§ **Direction**:
Substitute "pine tree" for every "cypress tree" and give the data again with nothing else changed. Leave out the pictures.

━━━ Source data

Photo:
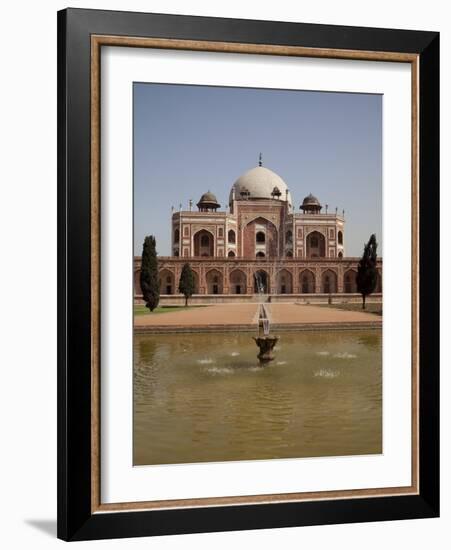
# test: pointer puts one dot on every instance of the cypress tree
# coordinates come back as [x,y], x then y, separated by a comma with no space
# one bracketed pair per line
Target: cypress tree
[367,271]
[186,284]
[150,285]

━━━━━━

§ **Problem solution**:
Photo:
# test: pointer puts one dot on every instance of the pine tree
# coordinates come back as [x,y], x then y, separated by a comma with no space
# one bracketed pair per line
Target: pine tree
[367,271]
[186,284]
[150,285]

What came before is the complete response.